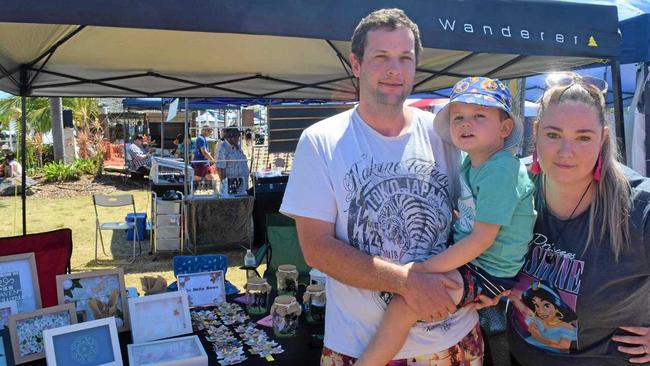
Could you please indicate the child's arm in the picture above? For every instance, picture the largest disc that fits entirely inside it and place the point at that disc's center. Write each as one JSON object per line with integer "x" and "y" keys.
{"x": 462, "y": 252}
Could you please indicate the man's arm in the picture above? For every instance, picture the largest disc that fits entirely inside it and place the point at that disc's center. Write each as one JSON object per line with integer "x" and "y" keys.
{"x": 479, "y": 240}
{"x": 425, "y": 293}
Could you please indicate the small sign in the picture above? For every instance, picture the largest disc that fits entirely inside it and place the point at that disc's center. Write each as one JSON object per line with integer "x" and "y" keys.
{"x": 203, "y": 289}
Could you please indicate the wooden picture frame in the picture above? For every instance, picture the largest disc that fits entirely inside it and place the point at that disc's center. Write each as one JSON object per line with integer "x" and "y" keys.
{"x": 83, "y": 344}
{"x": 18, "y": 277}
{"x": 182, "y": 351}
{"x": 204, "y": 288}
{"x": 7, "y": 309}
{"x": 81, "y": 289}
{"x": 26, "y": 330}
{"x": 159, "y": 316}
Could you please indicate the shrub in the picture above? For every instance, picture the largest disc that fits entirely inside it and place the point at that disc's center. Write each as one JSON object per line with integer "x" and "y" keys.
{"x": 86, "y": 166}
{"x": 60, "y": 172}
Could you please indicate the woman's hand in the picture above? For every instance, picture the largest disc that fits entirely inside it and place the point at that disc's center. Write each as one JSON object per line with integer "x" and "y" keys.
{"x": 637, "y": 345}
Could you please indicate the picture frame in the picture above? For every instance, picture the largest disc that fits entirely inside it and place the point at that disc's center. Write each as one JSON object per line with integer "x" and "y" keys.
{"x": 94, "y": 342}
{"x": 26, "y": 330}
{"x": 182, "y": 351}
{"x": 7, "y": 308}
{"x": 6, "y": 356}
{"x": 19, "y": 281}
{"x": 204, "y": 288}
{"x": 159, "y": 316}
{"x": 96, "y": 295}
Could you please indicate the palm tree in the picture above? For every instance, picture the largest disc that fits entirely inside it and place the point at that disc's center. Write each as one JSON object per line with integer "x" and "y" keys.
{"x": 39, "y": 117}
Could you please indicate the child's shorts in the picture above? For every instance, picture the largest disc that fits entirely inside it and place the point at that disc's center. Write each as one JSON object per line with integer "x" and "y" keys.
{"x": 477, "y": 281}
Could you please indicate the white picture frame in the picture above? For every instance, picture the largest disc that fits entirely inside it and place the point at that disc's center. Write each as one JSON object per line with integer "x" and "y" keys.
{"x": 183, "y": 351}
{"x": 7, "y": 309}
{"x": 83, "y": 288}
{"x": 26, "y": 330}
{"x": 19, "y": 281}
{"x": 159, "y": 316}
{"x": 82, "y": 343}
{"x": 204, "y": 288}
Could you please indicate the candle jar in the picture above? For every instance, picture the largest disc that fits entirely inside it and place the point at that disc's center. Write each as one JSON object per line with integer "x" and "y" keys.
{"x": 258, "y": 293}
{"x": 314, "y": 303}
{"x": 285, "y": 312}
{"x": 287, "y": 277}
{"x": 317, "y": 277}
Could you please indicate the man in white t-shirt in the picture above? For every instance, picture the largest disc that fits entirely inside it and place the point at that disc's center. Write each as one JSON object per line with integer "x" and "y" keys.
{"x": 370, "y": 193}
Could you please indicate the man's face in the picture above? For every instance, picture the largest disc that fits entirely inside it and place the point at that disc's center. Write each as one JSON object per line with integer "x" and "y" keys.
{"x": 387, "y": 71}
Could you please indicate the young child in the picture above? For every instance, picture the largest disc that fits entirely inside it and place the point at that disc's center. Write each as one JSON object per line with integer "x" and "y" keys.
{"x": 496, "y": 214}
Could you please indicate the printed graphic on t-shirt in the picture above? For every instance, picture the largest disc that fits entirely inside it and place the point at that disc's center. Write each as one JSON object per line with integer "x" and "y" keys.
{"x": 397, "y": 210}
{"x": 545, "y": 297}
{"x": 466, "y": 209}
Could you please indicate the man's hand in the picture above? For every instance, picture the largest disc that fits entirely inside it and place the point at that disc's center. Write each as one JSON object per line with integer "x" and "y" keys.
{"x": 483, "y": 301}
{"x": 426, "y": 294}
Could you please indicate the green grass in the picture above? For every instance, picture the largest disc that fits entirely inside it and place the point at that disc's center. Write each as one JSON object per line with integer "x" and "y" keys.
{"x": 77, "y": 213}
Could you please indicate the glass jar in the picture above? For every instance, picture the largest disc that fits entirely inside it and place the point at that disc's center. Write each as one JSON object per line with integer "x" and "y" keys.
{"x": 287, "y": 277}
{"x": 314, "y": 303}
{"x": 258, "y": 292}
{"x": 285, "y": 312}
{"x": 317, "y": 277}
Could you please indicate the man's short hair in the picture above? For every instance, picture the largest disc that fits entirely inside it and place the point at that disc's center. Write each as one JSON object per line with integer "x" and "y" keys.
{"x": 390, "y": 19}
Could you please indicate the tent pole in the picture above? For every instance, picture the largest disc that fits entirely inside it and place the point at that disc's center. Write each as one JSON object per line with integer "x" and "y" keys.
{"x": 618, "y": 107}
{"x": 162, "y": 127}
{"x": 646, "y": 111}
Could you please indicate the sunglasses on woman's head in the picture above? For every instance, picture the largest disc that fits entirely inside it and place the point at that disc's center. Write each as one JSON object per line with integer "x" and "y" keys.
{"x": 565, "y": 80}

----

Problem: Copy out exactly the lines from the line with "Could you please indicate the man's hand" to the end of the listing, including both of those lines, and give nothing else.

Reply to the task:
Could you please indicate the man's hand in the picture above? For every instance, picture the largest disc that fits entirely inside it and place the point at that disc's center. Write each as one JSON object per line with integer "x" and "y" keys.
{"x": 483, "y": 301}
{"x": 426, "y": 294}
Could you please indicate the green grass in the picture above? For every instance, picture the largest disc that fits entirely inside it and place the point at that disc's center. Write each as one JSON object per line with integer "x" and "y" keys.
{"x": 77, "y": 213}
Could you please indicate the glass jar in the picture above? For every instance, picture the largest disc that fits entirely inside it and place the point at that disc's center. Write each as one JSON object per line with integer "x" and "y" keys.
{"x": 287, "y": 277}
{"x": 314, "y": 303}
{"x": 258, "y": 292}
{"x": 285, "y": 312}
{"x": 317, "y": 277}
Could you please indicate the man's short hair in the picture above? For every instance, picture the largest disc that fits entirely inside it and place the point at that disc's center. Write each as one JSON object per line with integer "x" and "y" keys.
{"x": 390, "y": 19}
Could you please indicate the tent pole in the picture above? For every instance, picture the largest disc that fits entirely inside it and place the point at that disc's center. Write each as one JSON object per line with integer "x" and "y" keys.
{"x": 618, "y": 107}
{"x": 162, "y": 127}
{"x": 646, "y": 111}
Could you please indicate the sunglasses on woman's head in the picture above? For every instance, picture the largest disc that fits entirely inside it and place the point at that disc's center. Write each as one JSON object per line with integer "x" and "y" keys.
{"x": 565, "y": 80}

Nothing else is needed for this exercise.